Given passage >>

[start]

Sunday, 17 August 2014

Unilag-made Car Emerges Third Best In World Competition

It might be unthinkable, yet it did happen. The University of Lagos community developed a racing car which beat many competitors at a global automobile competition

It is a racing car! It is one that may not be too common in this part of the world but was conceived, developed and put to test here and abroad. Known as Autonov II, the racing car is a brainchild of staff and students of the University of Lagos (UNILAG) and has competed for, and gained fame on the global automobile stage.
Former Minister of Information, who is now Chairman, Governing Council of UNILAG, Prof. Jerry Gana was on a visit to the institution recently. And for the management, there could not have been a better time to showcase the school’s inherent potentials. In this regard, Autonov II, UNILAG’s latest exploit in science and technology came handy.
Fuel-efficient and electronically-powered, the design, fabrication and running of Autonov II had been funded solely by Shell Petroleum Plc. The racing car had participated alongside automobile inventions from other 203 tertiary institutions across the world at a car racing competition in the Netherlands, emerging the third best overall.
Twenty students and lecturers of the school were said to have done the bulk of the work on Autonov II. From the Department of Mechanical Engineering to those of Creative Arts, Physics, Mass Communication, Electrical/Electronic and Architecture, the students were assembled and after a two-month intensive exercise, Autonov II was developed.
“We started by building the skill-set we needed. We built the designs, the fraction, the china system and the body, among others and those who could integrate all of these together did. Of course, this has to be carried out by the students. When we finished, we selected the team we wanted. What we did was to advertise and ask that students who possess various skills we needed should indicate by applying. We interviewed them and selected a team of 20 students which we later pruned,” Prof. Ikem Owete, leader of the team that manufactured Autonov II narrated.
The team leaders thereafter asked the selected students to work differently. The mechanical group worked on the frame. The material team worked on the body. The Creative Art student is a sculptor who constructed the body himself. Students from electrical engineering worked on the electrical and electronic control. The team, Prof Owete recalled, had some challenges with the control a day before the competition. The car simply stopped working. But by some “miraculous intervention,” it later began to work.
“One thing I can tell you was that these students from Electrical Engineering made their own PCVs (positive crankcase ventilation, an automotive-emission control valve that recirculates gases through the combustion chambers to permit more complete combustion) manually without a machine. They got the chemical, the drawing on the computer, the components and made the transfer to the PCVs all on their own. Initially, we wanted to get an outsider for this but they came to me and said, ‘Sir, we can do it’ and I said to them, ‘Go ahead and do it. If you don’t try, you can’t succeed.’ And they did. I am very proud of them. You really need to see their performance,” Owete said.

[end]

The task >> Could you continue the news story about the UNILAG racing car Autonov II from where it stops?

Given material >>
[start]

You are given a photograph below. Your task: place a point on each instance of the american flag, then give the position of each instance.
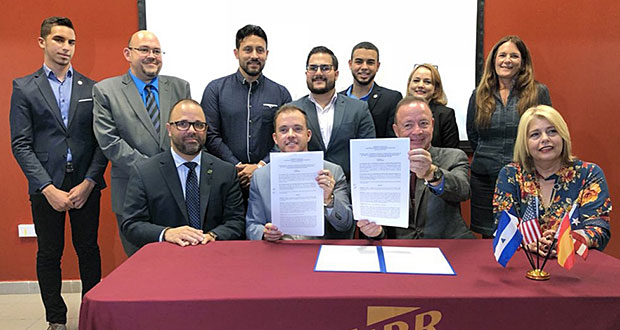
(529, 226)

[end]

Result >>
UNILAG was not the only Nigerian tertiary institution that made it to the racing competition. University of Benin (UNIBEN) also did. But while the UNIBEN invention could not make it to the track, UNILAG’s Autonov II did. And out of the 203 schools that competed, UNILAG was the only one from Africa, aside the two others that came from Morocco.
“Our utmost aim and objective right from the first day was how we would pass the rigorous tests and get Autonov II on the track. We had our major scare when we got to the competition and were about to participate when one of our wheels buckled for the first time. This happened a day to the time we were to have our first test. We had not had any test prior to that time. But our team spirit and determination prevailed; we took the car to the welding shop and the wheel and every other thing were fixed. Thereafter, we went for the four-stage test and we passed,” Victoria Olakanmi, a 400-level Physics student who played a role in fixing the car’s electrical lightings and also acted as the reserve driver said.
Olakanmi said being the only black Africans among the competitors, they were really not given any chance by many of their rivals and spectators, especially since they were observers at the competition last year. “Many of our rivals brought big and high-powered equipment to the competition, but we dazed them when we emerged third best overall,” she said.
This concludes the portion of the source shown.